_Problem to work on_:
Each entry has to be printed again exactly.

━━ Data shown ━━

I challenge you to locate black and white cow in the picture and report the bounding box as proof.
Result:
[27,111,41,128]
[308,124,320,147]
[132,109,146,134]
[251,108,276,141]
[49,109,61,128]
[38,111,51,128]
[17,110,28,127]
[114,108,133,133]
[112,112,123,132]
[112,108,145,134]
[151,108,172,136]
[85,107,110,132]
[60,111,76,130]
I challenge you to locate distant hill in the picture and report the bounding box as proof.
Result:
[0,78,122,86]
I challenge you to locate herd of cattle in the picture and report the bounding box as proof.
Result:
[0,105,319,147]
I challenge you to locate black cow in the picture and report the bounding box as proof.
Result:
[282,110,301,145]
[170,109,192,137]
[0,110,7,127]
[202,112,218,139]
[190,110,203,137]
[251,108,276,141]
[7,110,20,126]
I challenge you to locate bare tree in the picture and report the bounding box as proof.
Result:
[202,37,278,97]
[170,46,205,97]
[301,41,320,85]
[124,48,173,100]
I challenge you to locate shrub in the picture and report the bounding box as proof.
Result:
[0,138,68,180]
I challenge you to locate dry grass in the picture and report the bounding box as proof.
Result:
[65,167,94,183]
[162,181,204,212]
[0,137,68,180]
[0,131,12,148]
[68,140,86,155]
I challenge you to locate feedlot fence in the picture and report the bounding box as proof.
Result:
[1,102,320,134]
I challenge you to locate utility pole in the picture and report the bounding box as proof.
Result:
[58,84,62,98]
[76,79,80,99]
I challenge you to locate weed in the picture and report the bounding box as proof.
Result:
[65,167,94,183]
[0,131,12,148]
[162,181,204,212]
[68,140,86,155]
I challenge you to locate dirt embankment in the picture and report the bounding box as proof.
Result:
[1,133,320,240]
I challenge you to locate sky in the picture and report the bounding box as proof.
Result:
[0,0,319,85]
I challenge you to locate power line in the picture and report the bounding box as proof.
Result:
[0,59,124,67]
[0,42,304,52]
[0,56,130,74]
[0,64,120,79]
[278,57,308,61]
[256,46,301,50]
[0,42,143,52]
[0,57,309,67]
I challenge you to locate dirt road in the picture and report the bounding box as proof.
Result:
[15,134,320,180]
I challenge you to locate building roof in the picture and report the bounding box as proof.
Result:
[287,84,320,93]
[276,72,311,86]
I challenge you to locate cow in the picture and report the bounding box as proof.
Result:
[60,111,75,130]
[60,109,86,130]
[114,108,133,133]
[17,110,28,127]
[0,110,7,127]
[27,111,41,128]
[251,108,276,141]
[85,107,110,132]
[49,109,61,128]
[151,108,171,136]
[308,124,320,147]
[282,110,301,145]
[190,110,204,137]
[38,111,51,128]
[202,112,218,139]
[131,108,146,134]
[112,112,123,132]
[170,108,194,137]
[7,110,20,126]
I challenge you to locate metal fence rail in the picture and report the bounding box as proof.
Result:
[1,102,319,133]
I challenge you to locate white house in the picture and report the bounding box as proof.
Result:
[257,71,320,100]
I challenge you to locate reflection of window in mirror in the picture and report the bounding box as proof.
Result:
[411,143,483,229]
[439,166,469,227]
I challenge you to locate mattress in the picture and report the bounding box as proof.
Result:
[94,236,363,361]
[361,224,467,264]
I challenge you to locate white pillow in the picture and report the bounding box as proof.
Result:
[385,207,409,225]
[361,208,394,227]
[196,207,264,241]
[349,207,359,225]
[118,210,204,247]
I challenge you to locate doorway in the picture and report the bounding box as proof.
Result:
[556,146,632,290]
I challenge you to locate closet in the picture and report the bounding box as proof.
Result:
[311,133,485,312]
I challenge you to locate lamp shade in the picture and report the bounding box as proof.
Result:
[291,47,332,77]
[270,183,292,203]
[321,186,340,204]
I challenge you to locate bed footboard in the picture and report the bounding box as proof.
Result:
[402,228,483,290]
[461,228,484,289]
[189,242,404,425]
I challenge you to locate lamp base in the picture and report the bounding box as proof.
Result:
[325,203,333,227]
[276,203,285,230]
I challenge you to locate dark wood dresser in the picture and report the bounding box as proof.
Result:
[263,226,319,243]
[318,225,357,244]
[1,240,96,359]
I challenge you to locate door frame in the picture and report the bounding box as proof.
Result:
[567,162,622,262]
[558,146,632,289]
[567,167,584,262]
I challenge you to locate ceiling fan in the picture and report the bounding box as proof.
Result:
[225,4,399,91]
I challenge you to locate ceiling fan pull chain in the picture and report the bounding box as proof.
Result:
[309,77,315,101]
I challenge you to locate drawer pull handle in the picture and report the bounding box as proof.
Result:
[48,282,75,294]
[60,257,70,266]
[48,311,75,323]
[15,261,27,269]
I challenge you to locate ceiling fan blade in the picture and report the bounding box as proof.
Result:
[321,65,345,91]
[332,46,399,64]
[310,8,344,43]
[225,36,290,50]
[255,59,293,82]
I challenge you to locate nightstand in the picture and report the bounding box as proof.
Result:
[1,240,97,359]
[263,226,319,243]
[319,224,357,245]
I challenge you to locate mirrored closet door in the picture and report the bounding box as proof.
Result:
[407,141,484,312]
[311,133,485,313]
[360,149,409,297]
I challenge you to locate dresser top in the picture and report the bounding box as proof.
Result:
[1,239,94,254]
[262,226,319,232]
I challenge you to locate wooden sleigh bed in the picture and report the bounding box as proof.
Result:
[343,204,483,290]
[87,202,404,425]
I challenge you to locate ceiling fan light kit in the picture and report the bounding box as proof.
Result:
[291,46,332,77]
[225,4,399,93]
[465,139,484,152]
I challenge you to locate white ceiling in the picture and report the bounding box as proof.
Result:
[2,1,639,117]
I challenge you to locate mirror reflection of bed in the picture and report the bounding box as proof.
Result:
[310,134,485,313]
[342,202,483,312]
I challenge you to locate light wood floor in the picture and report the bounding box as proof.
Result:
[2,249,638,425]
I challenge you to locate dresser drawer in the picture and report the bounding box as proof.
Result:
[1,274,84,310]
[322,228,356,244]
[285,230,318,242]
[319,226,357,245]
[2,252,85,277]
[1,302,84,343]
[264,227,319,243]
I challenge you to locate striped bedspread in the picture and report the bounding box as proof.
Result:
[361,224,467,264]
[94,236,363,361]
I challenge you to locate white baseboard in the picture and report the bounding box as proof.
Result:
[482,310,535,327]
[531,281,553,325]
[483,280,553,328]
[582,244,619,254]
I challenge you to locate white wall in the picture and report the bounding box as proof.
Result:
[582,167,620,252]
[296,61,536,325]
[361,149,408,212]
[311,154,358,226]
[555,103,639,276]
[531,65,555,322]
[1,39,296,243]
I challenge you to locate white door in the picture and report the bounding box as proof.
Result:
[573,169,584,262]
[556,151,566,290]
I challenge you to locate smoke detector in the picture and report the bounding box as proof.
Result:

━━━

_Solution to the exercise_:
I challenge you to locate black and white cow in the picture and report the bounding box as proof.
Result:
[27,111,41,128]
[308,124,320,147]
[132,109,146,134]
[251,108,276,141]
[49,109,61,128]
[38,111,51,128]
[17,110,28,127]
[114,108,133,133]
[112,112,123,132]
[112,108,145,134]
[151,108,172,136]
[85,107,110,132]
[60,111,76,130]
I challenge you to locate distant hill in the picture and report the bounding box as proof.
Result:
[0,78,122,86]
I challenge you to locate herd of cattle in the picture and report the bounding box as proof.
Result:
[0,105,319,147]
I challenge you to locate black cow in the picture and report the bounding box as proof.
Result:
[282,110,301,145]
[170,109,192,137]
[0,110,7,127]
[202,112,218,139]
[190,110,203,137]
[251,108,276,141]
[7,110,20,126]
I challenge you to locate bare tree in the picture and report the bounding box as proof.
Result:
[202,37,278,97]
[170,46,205,97]
[301,41,320,85]
[124,48,173,100]
I challenge you to locate shrub in the picture and report the bounding box as proof.
Result:
[0,138,68,180]
I challenge you to locate dry grass in the picture and report the bounding box as proof.
Result:
[65,167,94,183]
[162,181,204,212]
[0,137,68,180]
[0,131,12,148]
[68,140,86,155]
I challenge you to locate feedlot fence in the picture and report the bounding box as proof.
Result:
[1,102,320,134]
I challenge you to locate utility pole in the picture and report the bounding box as proof.
Result:
[58,84,62,98]
[76,79,80,99]
I challenge you to locate weed in the picture and report the bounding box as proof.
Result:
[65,167,94,183]
[0,131,12,148]
[162,181,204,212]
[68,140,86,155]
I challenge you to locate dirt embankment in the picture and report the bounding box as proof.
Result:
[1,133,320,240]
I challenge you to locate sky in the picture and report the bounding box as proof.
Result:
[0,0,319,85]
I challenge you to locate power line in the picture and report the bounding box as proof.
Result:
[0,59,124,67]
[0,42,304,52]
[0,56,130,74]
[0,64,120,79]
[278,57,308,61]
[256,46,301,50]
[0,42,143,52]
[0,57,309,67]
I challenge you to locate dirt road in the picture and report the bounding box as proof.
Result:
[15,134,320,180]
I challenge you to locate building roof in the picture and report the bounding box as proof.
Result:
[287,84,320,93]
[276,72,311,86]
I challenge you to locate cow in the picture and report the bounding box as proof.
Result:
[60,111,75,130]
[60,109,86,130]
[114,108,133,133]
[17,110,28,127]
[0,110,7,127]
[27,111,41,128]
[251,108,276,141]
[85,107,110,132]
[49,109,61,128]
[151,108,171,136]
[308,124,320,147]
[282,110,301,145]
[190,110,204,137]
[38,111,51,128]
[202,112,218,139]
[131,108,146,134]
[112,112,123,132]
[170,108,194,137]
[7,110,20,126]
I challenge you to locate metal fence rail in the picture and report the bounding box as proof.
Result:
[1,102,319,133]
I challenge you to locate white house in the picture and report the bounding box as proof.
Result:
[257,71,320,100]
I challenge you to locate reflection of window in mirror in the picture and report the bounding box as proof.
Result:
[411,143,483,229]
[439,166,469,227]
I challenge you to locate mattress in the picture and report the bounding box as proof.
Result:
[94,236,363,361]
[361,224,467,264]
I challenge you to locate white pillow in the picture and report the bounding box as proof.
Result:
[385,207,409,225]
[361,208,394,227]
[196,207,264,241]
[349,207,359,225]
[118,210,204,247]
I challenge you to locate doorway in the picture and report the bounding box as proof.
Result:
[556,146,632,290]
I challenge you to locate closet in the picture and report the bounding box as proof.
Result:
[311,133,485,312]
I challenge you to locate lamp shade in the picture and report the bounding box as proof.
Result:
[291,47,332,77]
[270,183,292,203]
[321,186,340,204]
I challenge you to locate bed footboard in the picture and report the bounding box as proof.
Result:
[402,228,483,290]
[461,228,484,289]
[189,242,404,425]
I challenge you to locate lamp base in the picture and report the bounding box as proof.
Result:
[325,203,333,227]
[276,203,285,230]
I challenge you to locate dark wood dresser in the picture and report the bounding box as proof.
Result:
[263,226,319,243]
[318,225,357,244]
[1,240,96,359]
I challenge you to locate door frame in the picture and report the bounding box as proof.
Result:
[567,162,622,262]
[558,146,632,289]
[567,167,584,262]
I challenge you to locate ceiling fan in the picture and report the bounding box as proof.
Result:
[225,4,399,91]
I challenge you to locate ceiling fan pull chain in the picture and report the bounding box as proof.
Result:
[309,77,315,101]
I challenge you to locate drawer pull handle in the picture and report the bounding box as proof.
Result:
[48,282,75,294]
[60,257,70,266]
[48,311,75,323]
[15,261,27,269]
I challenge you to locate ceiling fan blade in the picture and report the bounding box as proof.
Result:
[321,65,345,91]
[332,46,399,64]
[310,8,344,43]
[225,36,290,50]
[255,59,293,82]
I challenge you to locate nightstand in the picture and report the bounding box as proof.
Result:
[1,240,97,359]
[263,226,319,243]
[319,224,357,245]
I challenge you to locate mirrored closet door in the picture and report the bounding box as proof.
Result:
[407,141,484,312]
[311,133,485,313]
[360,149,409,297]
I challenge you to locate dresser top in the picture and report the bounding box as proof.
Result:
[1,239,94,254]
[262,226,319,232]
I challenge you to locate wooden sleigh bed in the picture and report the bounding box as proof.
Result:
[343,204,483,290]
[87,202,404,425]
I challenge you to locate ceiling fan light kit in the picture and report the bounding box as proof.
Result:
[291,46,332,77]
[225,4,399,93]
[465,139,484,152]
I challenge you to locate white ceiling in the picture and report the bounding box as proof.
Result:
[2,1,639,117]
I challenge you to locate mirror reflection of bed in the picture and report the bounding box as proof.
Result:
[310,134,485,313]
[342,202,483,312]
I challenge you to locate light wood floor in the picture and report the bounding box as proof.
Result:
[2,249,638,425]
I challenge you to locate dresser drawer in the picture and report the bounding box as proof.
Result:
[1,274,84,310]
[322,228,356,244]
[285,230,318,242]
[319,226,357,245]
[2,252,85,277]
[1,302,84,343]
[264,227,319,243]
I challenge you to locate striped bedspread in the picture and report the bounding box as proof.
Result:
[361,224,467,264]
[94,236,363,361]
I challenge you to locate white baseboard in the picture and report the bounding box as proof.
Result:
[482,310,535,327]
[531,281,553,325]
[483,280,553,328]
[582,244,619,254]
I challenge you to locate white wall in the picture and report the bounding box as proof.
Result:
[582,167,620,252]
[296,61,536,325]
[361,149,408,212]
[311,154,358,226]
[555,103,639,276]
[531,65,555,322]
[1,39,296,243]
I challenge you to locate white door in the picture and report the bounding box as proof.
Result:
[573,169,584,262]
[556,151,566,290]
I challenge you to locate smoke detector in the picture and report the bounding box as proof.
Result:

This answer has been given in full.